• _Task_
Extract each line from the items below that contains the word "grass".

(Records from a data source)
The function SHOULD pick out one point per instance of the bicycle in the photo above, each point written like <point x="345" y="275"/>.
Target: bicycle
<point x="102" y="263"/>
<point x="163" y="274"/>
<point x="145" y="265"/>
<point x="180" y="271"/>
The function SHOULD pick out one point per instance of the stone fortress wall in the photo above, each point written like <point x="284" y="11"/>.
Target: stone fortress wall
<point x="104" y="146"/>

--

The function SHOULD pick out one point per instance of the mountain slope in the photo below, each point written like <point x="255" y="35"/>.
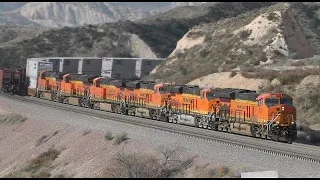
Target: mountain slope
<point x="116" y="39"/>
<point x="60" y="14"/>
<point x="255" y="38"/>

...

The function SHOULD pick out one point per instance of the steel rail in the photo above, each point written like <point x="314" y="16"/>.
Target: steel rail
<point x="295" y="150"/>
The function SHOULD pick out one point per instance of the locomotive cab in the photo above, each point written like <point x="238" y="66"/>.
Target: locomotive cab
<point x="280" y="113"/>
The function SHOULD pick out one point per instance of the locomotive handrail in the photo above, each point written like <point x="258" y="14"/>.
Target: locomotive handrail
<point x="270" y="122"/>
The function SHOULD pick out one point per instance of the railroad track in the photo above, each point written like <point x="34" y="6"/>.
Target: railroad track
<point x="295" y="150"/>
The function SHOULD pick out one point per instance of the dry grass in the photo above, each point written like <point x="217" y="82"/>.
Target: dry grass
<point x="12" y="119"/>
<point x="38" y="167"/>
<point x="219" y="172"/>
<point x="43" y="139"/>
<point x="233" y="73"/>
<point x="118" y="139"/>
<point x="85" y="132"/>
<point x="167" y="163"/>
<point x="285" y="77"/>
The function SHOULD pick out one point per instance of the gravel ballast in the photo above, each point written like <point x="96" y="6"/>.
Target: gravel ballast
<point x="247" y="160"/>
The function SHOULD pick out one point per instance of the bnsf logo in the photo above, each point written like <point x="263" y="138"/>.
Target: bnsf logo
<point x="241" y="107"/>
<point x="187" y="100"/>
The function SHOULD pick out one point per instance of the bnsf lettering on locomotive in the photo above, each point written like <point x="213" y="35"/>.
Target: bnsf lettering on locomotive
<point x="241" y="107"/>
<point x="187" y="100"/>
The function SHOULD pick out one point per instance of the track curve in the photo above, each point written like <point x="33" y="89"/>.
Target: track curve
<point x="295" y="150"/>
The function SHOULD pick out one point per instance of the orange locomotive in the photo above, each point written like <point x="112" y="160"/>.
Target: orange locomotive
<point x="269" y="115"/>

• _Answer to this task_
The function SHOULD pick out one point per instance of the dry grass in the photo above, each point written like <point x="217" y="82"/>.
Target: dry grass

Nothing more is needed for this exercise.